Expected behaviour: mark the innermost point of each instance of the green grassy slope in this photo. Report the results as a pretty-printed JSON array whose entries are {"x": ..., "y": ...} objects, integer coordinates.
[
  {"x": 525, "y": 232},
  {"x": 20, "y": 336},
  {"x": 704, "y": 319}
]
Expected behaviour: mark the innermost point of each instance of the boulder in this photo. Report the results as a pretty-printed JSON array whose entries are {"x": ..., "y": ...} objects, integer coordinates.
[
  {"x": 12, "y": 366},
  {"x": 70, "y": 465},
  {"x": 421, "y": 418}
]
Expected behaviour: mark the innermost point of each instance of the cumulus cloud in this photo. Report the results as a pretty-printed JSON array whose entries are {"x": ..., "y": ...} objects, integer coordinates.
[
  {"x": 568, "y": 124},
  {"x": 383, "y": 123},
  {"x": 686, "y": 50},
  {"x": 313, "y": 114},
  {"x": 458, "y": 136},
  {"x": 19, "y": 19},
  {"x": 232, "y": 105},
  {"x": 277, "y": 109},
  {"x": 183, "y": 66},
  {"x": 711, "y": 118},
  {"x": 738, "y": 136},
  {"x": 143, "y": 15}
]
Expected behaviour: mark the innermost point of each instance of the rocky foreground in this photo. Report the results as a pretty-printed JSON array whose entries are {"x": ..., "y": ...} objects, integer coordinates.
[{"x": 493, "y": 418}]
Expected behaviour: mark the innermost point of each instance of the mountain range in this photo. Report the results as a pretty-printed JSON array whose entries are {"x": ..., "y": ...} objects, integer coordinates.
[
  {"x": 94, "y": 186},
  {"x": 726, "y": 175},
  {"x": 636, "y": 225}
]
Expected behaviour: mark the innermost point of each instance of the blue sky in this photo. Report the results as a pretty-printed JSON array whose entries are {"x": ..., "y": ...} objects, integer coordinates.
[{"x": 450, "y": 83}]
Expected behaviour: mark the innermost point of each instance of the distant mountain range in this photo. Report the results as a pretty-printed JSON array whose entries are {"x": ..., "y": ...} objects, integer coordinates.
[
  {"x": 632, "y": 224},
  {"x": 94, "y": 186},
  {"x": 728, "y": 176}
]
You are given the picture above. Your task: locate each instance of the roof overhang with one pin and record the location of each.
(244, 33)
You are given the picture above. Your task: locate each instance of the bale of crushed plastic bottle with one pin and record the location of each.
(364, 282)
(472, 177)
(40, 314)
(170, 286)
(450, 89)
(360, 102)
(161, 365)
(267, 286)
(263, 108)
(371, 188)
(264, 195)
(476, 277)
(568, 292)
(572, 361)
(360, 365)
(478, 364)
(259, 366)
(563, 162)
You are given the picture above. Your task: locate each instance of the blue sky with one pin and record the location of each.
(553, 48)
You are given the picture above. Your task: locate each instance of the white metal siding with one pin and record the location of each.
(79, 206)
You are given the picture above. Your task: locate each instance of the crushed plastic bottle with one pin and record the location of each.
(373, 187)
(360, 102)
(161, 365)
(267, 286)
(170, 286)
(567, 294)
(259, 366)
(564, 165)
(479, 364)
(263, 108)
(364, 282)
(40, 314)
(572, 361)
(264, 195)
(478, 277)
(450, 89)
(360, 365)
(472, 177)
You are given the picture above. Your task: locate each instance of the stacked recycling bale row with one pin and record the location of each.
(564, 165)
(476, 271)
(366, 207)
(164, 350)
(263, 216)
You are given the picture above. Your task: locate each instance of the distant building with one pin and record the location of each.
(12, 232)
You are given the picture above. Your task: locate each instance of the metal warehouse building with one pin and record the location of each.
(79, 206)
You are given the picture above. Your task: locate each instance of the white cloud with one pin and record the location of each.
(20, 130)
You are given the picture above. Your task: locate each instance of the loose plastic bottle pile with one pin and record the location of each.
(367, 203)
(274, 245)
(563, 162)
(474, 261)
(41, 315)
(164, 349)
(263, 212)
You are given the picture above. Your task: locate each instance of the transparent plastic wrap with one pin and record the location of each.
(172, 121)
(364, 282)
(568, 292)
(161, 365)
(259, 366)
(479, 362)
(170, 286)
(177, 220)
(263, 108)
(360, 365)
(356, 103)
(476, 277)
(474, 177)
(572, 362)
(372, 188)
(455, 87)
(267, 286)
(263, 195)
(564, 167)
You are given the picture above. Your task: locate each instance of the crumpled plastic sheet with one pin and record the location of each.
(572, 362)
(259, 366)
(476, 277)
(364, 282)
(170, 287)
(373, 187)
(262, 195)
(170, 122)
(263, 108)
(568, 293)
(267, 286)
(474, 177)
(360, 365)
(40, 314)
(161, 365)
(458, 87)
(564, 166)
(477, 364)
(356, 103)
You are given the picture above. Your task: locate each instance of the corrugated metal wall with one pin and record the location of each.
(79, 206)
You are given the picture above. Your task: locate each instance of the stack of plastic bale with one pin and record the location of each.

* * *

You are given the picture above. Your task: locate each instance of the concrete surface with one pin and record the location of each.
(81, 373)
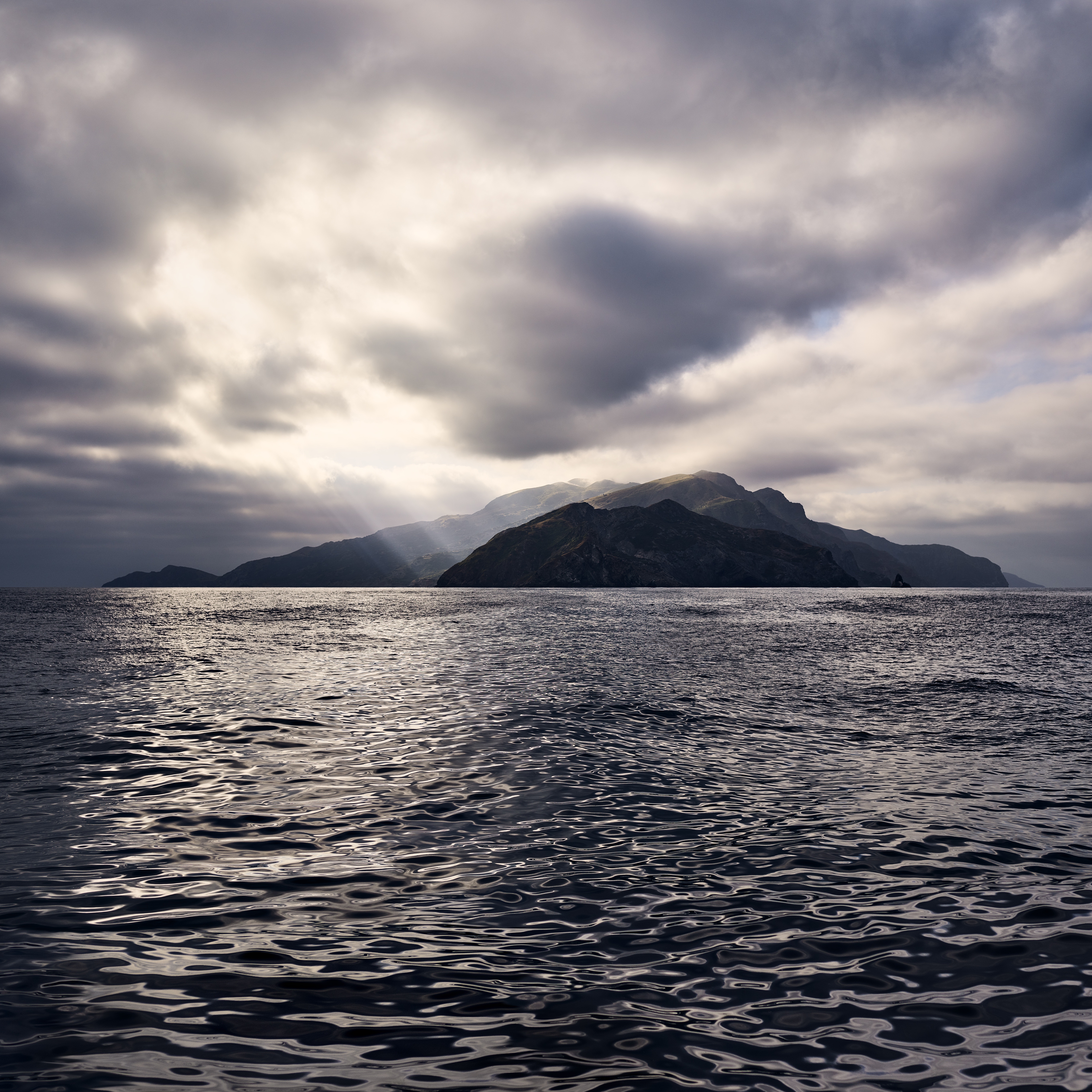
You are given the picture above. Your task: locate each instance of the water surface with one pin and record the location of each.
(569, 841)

---

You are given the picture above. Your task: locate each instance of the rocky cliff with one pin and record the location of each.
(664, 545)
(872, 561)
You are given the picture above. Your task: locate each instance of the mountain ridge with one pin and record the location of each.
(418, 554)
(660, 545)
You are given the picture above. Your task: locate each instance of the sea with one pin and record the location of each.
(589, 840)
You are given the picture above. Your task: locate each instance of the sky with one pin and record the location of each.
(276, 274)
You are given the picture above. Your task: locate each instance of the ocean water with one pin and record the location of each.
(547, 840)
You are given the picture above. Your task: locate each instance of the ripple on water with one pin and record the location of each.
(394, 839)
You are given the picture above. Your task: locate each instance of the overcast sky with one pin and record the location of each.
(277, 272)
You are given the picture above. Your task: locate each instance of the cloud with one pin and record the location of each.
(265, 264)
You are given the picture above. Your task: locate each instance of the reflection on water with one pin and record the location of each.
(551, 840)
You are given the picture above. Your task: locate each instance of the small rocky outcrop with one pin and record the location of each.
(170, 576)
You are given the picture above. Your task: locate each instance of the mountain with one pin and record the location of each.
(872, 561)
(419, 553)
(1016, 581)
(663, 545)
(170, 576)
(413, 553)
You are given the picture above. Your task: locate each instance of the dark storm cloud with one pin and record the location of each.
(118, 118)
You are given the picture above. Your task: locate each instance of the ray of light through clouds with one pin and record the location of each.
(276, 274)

• **Task objective**
Exactly the lines above from the one with "of the metal" to the one with "the stack of", both included, are to be quoted; leave the rest out.

• **Written reply**
You are given the picture above. Your task: locate each instance of the metal warehouse building with one pin and record the location of each.
(79, 206)
You are given the picture above. Your task: locate each instance of the white cloud with one pin and record the location of each.
(20, 130)
You are given the picture above. Your task: locate each instance of the loose plastic bottle pile with one pin and record the location of each.
(367, 203)
(274, 245)
(563, 162)
(474, 261)
(41, 315)
(164, 349)
(263, 212)
You are given the picture above. Your task: locate each instance of the transparent plastic wrap with one pin and record the location of each.
(172, 121)
(364, 282)
(568, 292)
(161, 365)
(259, 366)
(479, 362)
(170, 286)
(177, 220)
(263, 108)
(360, 365)
(356, 103)
(476, 277)
(474, 177)
(572, 362)
(372, 188)
(455, 87)
(267, 286)
(263, 195)
(564, 167)
You are given the picture above. Your task: locate each instance of the crumpled plastic sheet with one pin and record the location of each.
(572, 362)
(259, 366)
(476, 277)
(364, 282)
(170, 287)
(373, 187)
(262, 195)
(170, 122)
(263, 108)
(568, 293)
(267, 286)
(474, 177)
(360, 365)
(40, 314)
(161, 365)
(458, 87)
(564, 166)
(477, 364)
(356, 103)
You are given the picture above. Your task: locate each instance of the corrugated metal wall with one pin and record the location of each.
(79, 206)
You are given the picture above. Your task: locate each instance of the stack of plastic bale with one pin and record the location of each.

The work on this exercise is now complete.